### Aim of the exercise
Reproduce the rows word for word, from their beginning through the line containing "xmin=587 ymin=137 xmax=596 ymax=166", and omit the pictures.

————

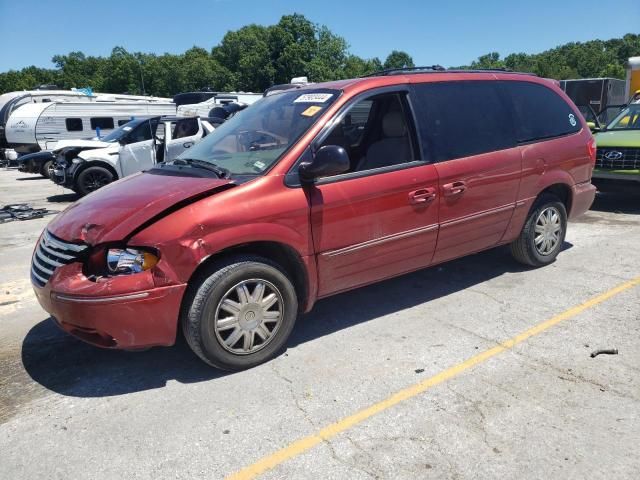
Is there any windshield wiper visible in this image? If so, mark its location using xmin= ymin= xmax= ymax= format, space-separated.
xmin=173 ymin=158 xmax=231 ymax=178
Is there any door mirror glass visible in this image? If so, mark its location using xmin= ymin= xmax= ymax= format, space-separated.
xmin=587 ymin=122 xmax=600 ymax=132
xmin=298 ymin=145 xmax=351 ymax=183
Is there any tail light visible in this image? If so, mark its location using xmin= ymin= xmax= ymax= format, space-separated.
xmin=587 ymin=137 xmax=596 ymax=166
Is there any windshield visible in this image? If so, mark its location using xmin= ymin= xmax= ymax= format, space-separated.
xmin=607 ymin=103 xmax=640 ymax=130
xmin=100 ymin=120 xmax=142 ymax=143
xmin=177 ymin=89 xmax=339 ymax=175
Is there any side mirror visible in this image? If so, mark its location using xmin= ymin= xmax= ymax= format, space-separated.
xmin=587 ymin=122 xmax=600 ymax=132
xmin=298 ymin=145 xmax=351 ymax=183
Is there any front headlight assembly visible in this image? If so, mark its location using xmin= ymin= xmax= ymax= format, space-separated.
xmin=107 ymin=248 xmax=159 ymax=275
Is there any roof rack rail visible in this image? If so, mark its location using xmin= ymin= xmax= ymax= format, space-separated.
xmin=362 ymin=65 xmax=537 ymax=78
xmin=362 ymin=65 xmax=446 ymax=78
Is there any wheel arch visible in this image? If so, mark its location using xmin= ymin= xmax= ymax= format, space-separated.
xmin=536 ymin=182 xmax=573 ymax=215
xmin=187 ymin=241 xmax=310 ymax=311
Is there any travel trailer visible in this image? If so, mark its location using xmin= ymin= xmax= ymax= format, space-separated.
xmin=0 ymin=85 xmax=171 ymax=160
xmin=51 ymin=116 xmax=214 ymax=195
xmin=5 ymin=101 xmax=176 ymax=154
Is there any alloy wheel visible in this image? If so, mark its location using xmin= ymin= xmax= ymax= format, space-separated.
xmin=214 ymin=279 xmax=284 ymax=355
xmin=534 ymin=207 xmax=562 ymax=255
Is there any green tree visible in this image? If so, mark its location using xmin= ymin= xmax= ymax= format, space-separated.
xmin=384 ymin=50 xmax=415 ymax=68
xmin=212 ymin=25 xmax=275 ymax=92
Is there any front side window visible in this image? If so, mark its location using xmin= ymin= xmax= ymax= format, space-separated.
xmin=123 ymin=119 xmax=158 ymax=144
xmin=64 ymin=118 xmax=82 ymax=132
xmin=500 ymin=81 xmax=582 ymax=143
xmin=178 ymin=89 xmax=340 ymax=175
xmin=91 ymin=117 xmax=113 ymax=130
xmin=412 ymin=81 xmax=515 ymax=162
xmin=320 ymin=93 xmax=419 ymax=173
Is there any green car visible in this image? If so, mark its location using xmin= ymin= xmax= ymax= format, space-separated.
xmin=593 ymin=103 xmax=640 ymax=189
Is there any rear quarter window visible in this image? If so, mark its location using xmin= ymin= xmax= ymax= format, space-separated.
xmin=501 ymin=81 xmax=582 ymax=143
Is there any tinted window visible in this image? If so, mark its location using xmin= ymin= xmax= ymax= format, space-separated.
xmin=501 ymin=82 xmax=582 ymax=142
xmin=412 ymin=81 xmax=515 ymax=162
xmin=172 ymin=118 xmax=198 ymax=138
xmin=91 ymin=117 xmax=113 ymax=130
xmin=64 ymin=118 xmax=82 ymax=132
xmin=322 ymin=93 xmax=417 ymax=172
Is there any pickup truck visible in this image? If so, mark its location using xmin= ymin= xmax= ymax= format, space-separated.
xmin=51 ymin=117 xmax=215 ymax=195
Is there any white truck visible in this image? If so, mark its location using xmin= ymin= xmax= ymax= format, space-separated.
xmin=51 ymin=116 xmax=215 ymax=195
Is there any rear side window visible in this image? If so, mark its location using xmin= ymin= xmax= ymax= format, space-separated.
xmin=64 ymin=118 xmax=82 ymax=132
xmin=501 ymin=82 xmax=582 ymax=143
xmin=412 ymin=81 xmax=515 ymax=162
xmin=91 ymin=117 xmax=113 ymax=130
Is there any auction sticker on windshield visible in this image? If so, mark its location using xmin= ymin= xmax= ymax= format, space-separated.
xmin=300 ymin=105 xmax=322 ymax=117
xmin=293 ymin=93 xmax=333 ymax=103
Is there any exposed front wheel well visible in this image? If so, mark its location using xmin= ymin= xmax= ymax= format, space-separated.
xmin=73 ymin=160 xmax=120 ymax=183
xmin=189 ymin=242 xmax=309 ymax=311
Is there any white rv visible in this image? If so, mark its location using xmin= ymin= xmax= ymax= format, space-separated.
xmin=50 ymin=116 xmax=214 ymax=195
xmin=0 ymin=86 xmax=171 ymax=160
xmin=5 ymin=101 xmax=176 ymax=153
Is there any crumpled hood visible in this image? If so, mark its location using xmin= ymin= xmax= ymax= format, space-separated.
xmin=53 ymin=140 xmax=112 ymax=152
xmin=47 ymin=172 xmax=233 ymax=245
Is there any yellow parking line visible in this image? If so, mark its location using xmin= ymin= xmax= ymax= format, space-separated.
xmin=227 ymin=277 xmax=640 ymax=480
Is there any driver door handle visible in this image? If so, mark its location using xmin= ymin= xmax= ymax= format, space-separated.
xmin=442 ymin=181 xmax=467 ymax=197
xmin=409 ymin=188 xmax=437 ymax=205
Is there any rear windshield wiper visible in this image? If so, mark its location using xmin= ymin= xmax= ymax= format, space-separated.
xmin=173 ymin=158 xmax=231 ymax=178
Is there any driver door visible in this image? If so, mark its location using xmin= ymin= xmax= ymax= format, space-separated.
xmin=119 ymin=120 xmax=158 ymax=177
xmin=305 ymin=91 xmax=438 ymax=297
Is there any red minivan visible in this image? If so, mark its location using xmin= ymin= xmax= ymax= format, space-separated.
xmin=31 ymin=69 xmax=595 ymax=369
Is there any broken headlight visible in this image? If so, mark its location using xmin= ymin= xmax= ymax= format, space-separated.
xmin=107 ymin=248 xmax=158 ymax=275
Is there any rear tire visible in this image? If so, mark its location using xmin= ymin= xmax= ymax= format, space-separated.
xmin=511 ymin=193 xmax=567 ymax=267
xmin=181 ymin=255 xmax=298 ymax=370
xmin=72 ymin=167 xmax=114 ymax=195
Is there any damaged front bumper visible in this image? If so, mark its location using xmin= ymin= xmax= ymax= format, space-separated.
xmin=32 ymin=262 xmax=186 ymax=349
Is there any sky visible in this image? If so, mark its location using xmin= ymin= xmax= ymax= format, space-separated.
xmin=0 ymin=0 xmax=640 ymax=71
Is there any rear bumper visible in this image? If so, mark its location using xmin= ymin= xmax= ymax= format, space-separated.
xmin=593 ymin=170 xmax=640 ymax=184
xmin=569 ymin=182 xmax=596 ymax=219
xmin=34 ymin=264 xmax=186 ymax=349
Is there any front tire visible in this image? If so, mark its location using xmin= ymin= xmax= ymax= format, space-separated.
xmin=72 ymin=167 xmax=114 ymax=195
xmin=511 ymin=194 xmax=567 ymax=267
xmin=181 ymin=255 xmax=298 ymax=370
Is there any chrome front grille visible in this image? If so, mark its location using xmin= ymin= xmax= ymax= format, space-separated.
xmin=31 ymin=230 xmax=87 ymax=288
xmin=596 ymin=147 xmax=640 ymax=170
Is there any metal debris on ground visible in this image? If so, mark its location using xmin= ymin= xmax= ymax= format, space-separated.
xmin=0 ymin=203 xmax=58 ymax=223
xmin=591 ymin=348 xmax=618 ymax=358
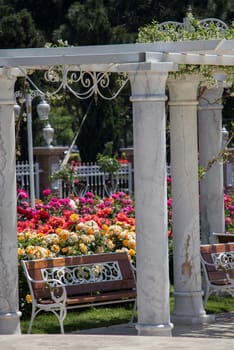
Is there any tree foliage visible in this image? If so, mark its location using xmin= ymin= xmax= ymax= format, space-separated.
xmin=0 ymin=0 xmax=234 ymax=161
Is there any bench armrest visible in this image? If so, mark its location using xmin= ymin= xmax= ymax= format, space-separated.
xmin=29 ymin=277 xmax=67 ymax=304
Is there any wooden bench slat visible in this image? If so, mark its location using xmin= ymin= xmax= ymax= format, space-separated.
xmin=22 ymin=252 xmax=136 ymax=333
xmin=200 ymin=242 xmax=234 ymax=303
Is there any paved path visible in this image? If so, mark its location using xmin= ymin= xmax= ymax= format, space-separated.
xmin=0 ymin=312 xmax=234 ymax=350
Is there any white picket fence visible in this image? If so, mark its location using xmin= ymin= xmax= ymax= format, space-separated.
xmin=16 ymin=162 xmax=40 ymax=198
xmin=52 ymin=163 xmax=133 ymax=198
xmin=16 ymin=162 xmax=133 ymax=198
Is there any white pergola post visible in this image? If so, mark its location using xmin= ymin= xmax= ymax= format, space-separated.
xmin=0 ymin=68 xmax=20 ymax=334
xmin=122 ymin=64 xmax=176 ymax=336
xmin=198 ymin=82 xmax=225 ymax=244
xmin=168 ymin=75 xmax=214 ymax=324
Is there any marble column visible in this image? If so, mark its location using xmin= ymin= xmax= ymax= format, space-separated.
xmin=168 ymin=75 xmax=214 ymax=324
xmin=198 ymin=82 xmax=225 ymax=244
xmin=120 ymin=63 xmax=176 ymax=336
xmin=0 ymin=68 xmax=20 ymax=334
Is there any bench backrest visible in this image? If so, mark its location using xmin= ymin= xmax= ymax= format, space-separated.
xmin=22 ymin=253 xmax=136 ymax=299
xmin=200 ymin=243 xmax=234 ymax=282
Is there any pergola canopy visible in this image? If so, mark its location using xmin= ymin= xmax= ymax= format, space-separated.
xmin=0 ymin=39 xmax=234 ymax=71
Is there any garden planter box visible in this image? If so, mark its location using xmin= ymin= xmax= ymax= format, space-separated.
xmin=213 ymin=233 xmax=234 ymax=243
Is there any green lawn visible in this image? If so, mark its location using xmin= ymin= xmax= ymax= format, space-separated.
xmin=21 ymin=296 xmax=234 ymax=334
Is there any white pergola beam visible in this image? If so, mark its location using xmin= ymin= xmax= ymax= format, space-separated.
xmin=0 ymin=39 xmax=234 ymax=71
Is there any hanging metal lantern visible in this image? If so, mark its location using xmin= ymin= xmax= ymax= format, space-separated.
xmin=13 ymin=103 xmax=21 ymax=120
xmin=37 ymin=100 xmax=50 ymax=120
xmin=43 ymin=123 xmax=54 ymax=147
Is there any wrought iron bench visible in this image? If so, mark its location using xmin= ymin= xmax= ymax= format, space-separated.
xmin=200 ymin=243 xmax=234 ymax=304
xmin=22 ymin=253 xmax=136 ymax=333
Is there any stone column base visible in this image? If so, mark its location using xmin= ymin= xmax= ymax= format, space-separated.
xmin=171 ymin=314 xmax=215 ymax=325
xmin=0 ymin=311 xmax=21 ymax=334
xmin=136 ymin=323 xmax=174 ymax=337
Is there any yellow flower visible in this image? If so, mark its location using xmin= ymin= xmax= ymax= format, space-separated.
xmin=69 ymin=213 xmax=79 ymax=222
xmin=80 ymin=243 xmax=88 ymax=254
xmin=106 ymin=239 xmax=115 ymax=249
xmin=123 ymin=239 xmax=128 ymax=247
xmin=50 ymin=244 xmax=60 ymax=253
xmin=18 ymin=248 xmax=25 ymax=255
xmin=25 ymin=245 xmax=34 ymax=255
xmin=128 ymin=239 xmax=136 ymax=249
xmin=25 ymin=294 xmax=32 ymax=304
xmin=128 ymin=249 xmax=136 ymax=256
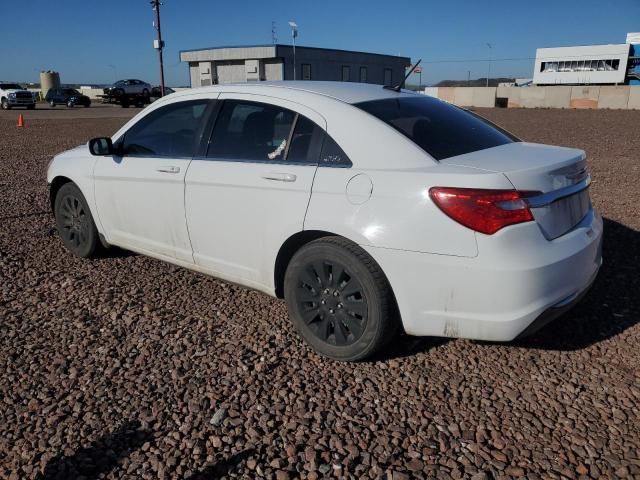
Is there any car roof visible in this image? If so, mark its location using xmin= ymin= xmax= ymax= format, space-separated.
xmin=175 ymin=80 xmax=418 ymax=104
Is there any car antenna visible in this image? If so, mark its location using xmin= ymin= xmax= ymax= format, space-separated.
xmin=382 ymin=59 xmax=422 ymax=92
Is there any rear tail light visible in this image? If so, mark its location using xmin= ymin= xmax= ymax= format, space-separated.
xmin=429 ymin=187 xmax=539 ymax=235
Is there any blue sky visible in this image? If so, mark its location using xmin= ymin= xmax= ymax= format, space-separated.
xmin=0 ymin=0 xmax=640 ymax=86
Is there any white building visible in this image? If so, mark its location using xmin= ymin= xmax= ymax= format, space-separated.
xmin=533 ymin=43 xmax=631 ymax=85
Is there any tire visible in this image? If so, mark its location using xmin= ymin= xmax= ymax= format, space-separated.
xmin=284 ymin=237 xmax=398 ymax=361
xmin=54 ymin=183 xmax=100 ymax=258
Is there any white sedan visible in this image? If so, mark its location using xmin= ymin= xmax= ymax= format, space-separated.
xmin=47 ymin=82 xmax=602 ymax=360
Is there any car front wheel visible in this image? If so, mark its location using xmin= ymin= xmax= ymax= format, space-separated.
xmin=54 ymin=183 xmax=100 ymax=258
xmin=284 ymin=237 xmax=398 ymax=361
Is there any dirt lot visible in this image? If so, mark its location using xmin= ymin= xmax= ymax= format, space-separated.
xmin=0 ymin=109 xmax=640 ymax=479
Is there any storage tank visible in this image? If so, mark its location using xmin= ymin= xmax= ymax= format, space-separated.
xmin=40 ymin=70 xmax=60 ymax=97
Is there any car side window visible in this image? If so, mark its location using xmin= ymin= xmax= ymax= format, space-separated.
xmin=207 ymin=100 xmax=296 ymax=162
xmin=320 ymin=132 xmax=353 ymax=167
xmin=122 ymin=100 xmax=209 ymax=158
xmin=286 ymin=114 xmax=324 ymax=164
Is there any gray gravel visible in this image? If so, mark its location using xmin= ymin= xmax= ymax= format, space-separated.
xmin=0 ymin=110 xmax=640 ymax=479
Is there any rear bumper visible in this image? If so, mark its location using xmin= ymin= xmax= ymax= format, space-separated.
xmin=7 ymin=98 xmax=36 ymax=107
xmin=363 ymin=210 xmax=602 ymax=341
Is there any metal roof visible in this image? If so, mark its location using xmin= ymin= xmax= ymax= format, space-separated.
xmin=174 ymin=80 xmax=418 ymax=103
xmin=178 ymin=43 xmax=411 ymax=63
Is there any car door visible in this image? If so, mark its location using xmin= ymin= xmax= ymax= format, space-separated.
xmin=94 ymin=99 xmax=213 ymax=263
xmin=185 ymin=93 xmax=326 ymax=291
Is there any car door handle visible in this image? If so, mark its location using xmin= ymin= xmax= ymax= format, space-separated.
xmin=156 ymin=165 xmax=180 ymax=173
xmin=262 ymin=173 xmax=298 ymax=182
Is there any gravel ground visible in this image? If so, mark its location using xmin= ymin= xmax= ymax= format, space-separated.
xmin=0 ymin=110 xmax=640 ymax=479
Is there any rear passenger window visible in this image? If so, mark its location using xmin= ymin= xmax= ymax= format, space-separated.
xmin=207 ymin=100 xmax=295 ymax=161
xmin=320 ymin=133 xmax=352 ymax=167
xmin=123 ymin=100 xmax=209 ymax=158
xmin=287 ymin=115 xmax=324 ymax=163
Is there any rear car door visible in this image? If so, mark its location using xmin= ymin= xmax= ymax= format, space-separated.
xmin=94 ymin=99 xmax=213 ymax=263
xmin=185 ymin=93 xmax=326 ymax=291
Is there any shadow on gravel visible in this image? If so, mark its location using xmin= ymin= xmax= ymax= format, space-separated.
xmin=185 ymin=448 xmax=256 ymax=480
xmin=369 ymin=335 xmax=453 ymax=362
xmin=509 ymin=218 xmax=640 ymax=351
xmin=35 ymin=422 xmax=152 ymax=480
xmin=0 ymin=211 xmax=51 ymax=221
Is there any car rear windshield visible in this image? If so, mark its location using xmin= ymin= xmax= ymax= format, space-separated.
xmin=355 ymin=96 xmax=518 ymax=160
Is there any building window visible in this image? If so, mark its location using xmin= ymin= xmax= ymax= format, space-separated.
xmin=384 ymin=68 xmax=393 ymax=87
xmin=302 ymin=63 xmax=311 ymax=80
xmin=342 ymin=65 xmax=351 ymax=82
xmin=540 ymin=58 xmax=620 ymax=73
xmin=360 ymin=67 xmax=367 ymax=83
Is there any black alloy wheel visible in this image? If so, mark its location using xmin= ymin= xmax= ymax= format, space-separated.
xmin=55 ymin=183 xmax=99 ymax=258
xmin=284 ymin=237 xmax=398 ymax=361
xmin=296 ymin=260 xmax=367 ymax=346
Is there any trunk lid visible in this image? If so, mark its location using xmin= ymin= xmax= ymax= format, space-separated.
xmin=440 ymin=142 xmax=591 ymax=240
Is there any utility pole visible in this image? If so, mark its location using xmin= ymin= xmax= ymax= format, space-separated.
xmin=289 ymin=22 xmax=298 ymax=80
xmin=150 ymin=0 xmax=164 ymax=97
xmin=487 ymin=43 xmax=493 ymax=87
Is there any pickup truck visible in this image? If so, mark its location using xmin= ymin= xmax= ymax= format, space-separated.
xmin=0 ymin=83 xmax=36 ymax=110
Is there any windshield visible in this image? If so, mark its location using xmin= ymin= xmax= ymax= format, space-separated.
xmin=355 ymin=96 xmax=518 ymax=160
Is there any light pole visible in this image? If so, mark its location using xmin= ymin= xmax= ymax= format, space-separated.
xmin=149 ymin=0 xmax=164 ymax=97
xmin=289 ymin=22 xmax=298 ymax=80
xmin=487 ymin=42 xmax=493 ymax=87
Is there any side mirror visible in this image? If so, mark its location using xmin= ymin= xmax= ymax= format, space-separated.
xmin=89 ymin=137 xmax=114 ymax=156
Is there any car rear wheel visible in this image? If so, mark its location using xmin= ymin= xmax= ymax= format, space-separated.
xmin=54 ymin=183 xmax=100 ymax=258
xmin=284 ymin=237 xmax=398 ymax=361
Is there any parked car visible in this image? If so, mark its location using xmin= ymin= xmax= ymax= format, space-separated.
xmin=0 ymin=83 xmax=36 ymax=110
xmin=44 ymin=88 xmax=91 ymax=108
xmin=103 ymin=79 xmax=151 ymax=97
xmin=151 ymin=87 xmax=175 ymax=98
xmin=47 ymin=82 xmax=603 ymax=360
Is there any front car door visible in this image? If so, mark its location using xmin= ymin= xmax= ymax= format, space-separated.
xmin=94 ymin=99 xmax=213 ymax=264
xmin=185 ymin=93 xmax=326 ymax=292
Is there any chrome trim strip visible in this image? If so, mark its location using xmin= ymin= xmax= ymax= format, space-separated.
xmin=523 ymin=175 xmax=591 ymax=208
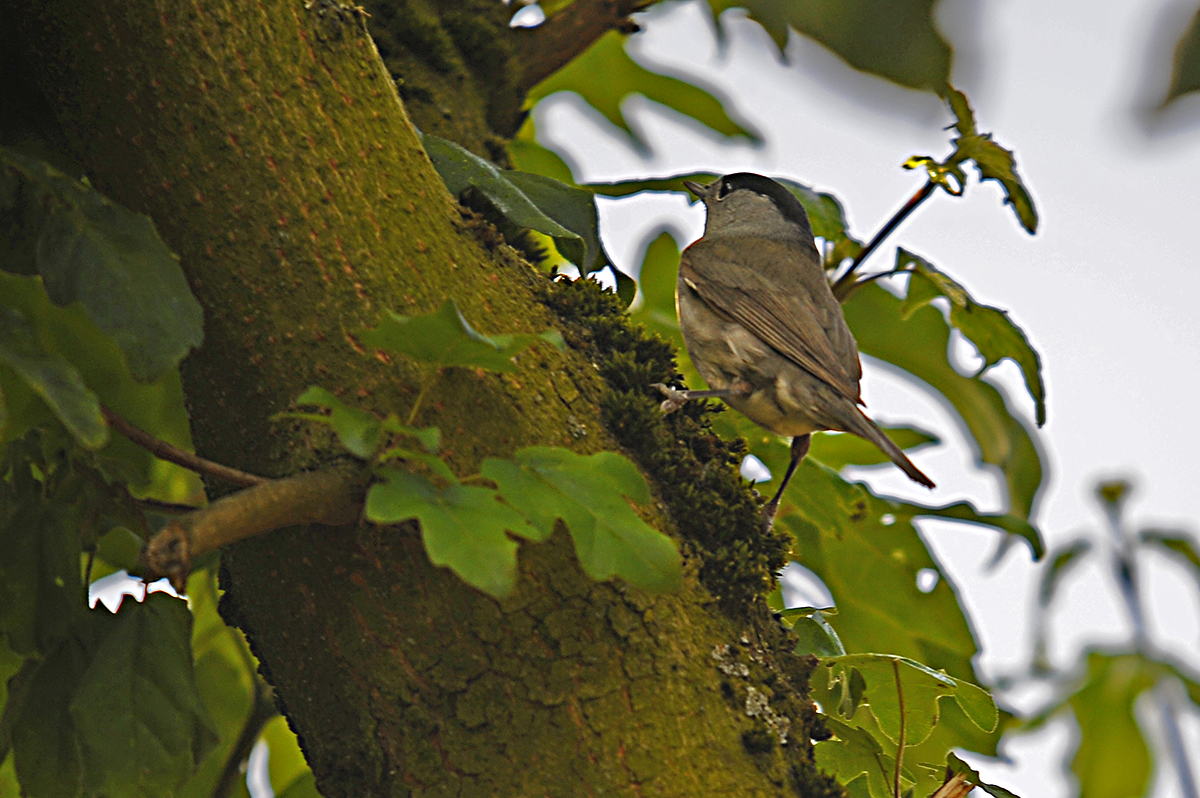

————

### Final result
Is there any windshield wiper visible in this image? If so, mark its location using xmin= ymin= xmax= ymax= format, space-separated.
xmin=173 ymin=158 xmax=231 ymax=178
Is there any door mirror glass visible in this image? If so, mark its location using xmin= ymin= xmax= ymax= format, space-separated.
xmin=587 ymin=122 xmax=600 ymax=132
xmin=298 ymin=145 xmax=351 ymax=183
Is there any tail light visible in this image? If so, mark its location using xmin= ymin= xmax= ymax= format, space-separated.
xmin=587 ymin=137 xmax=596 ymax=166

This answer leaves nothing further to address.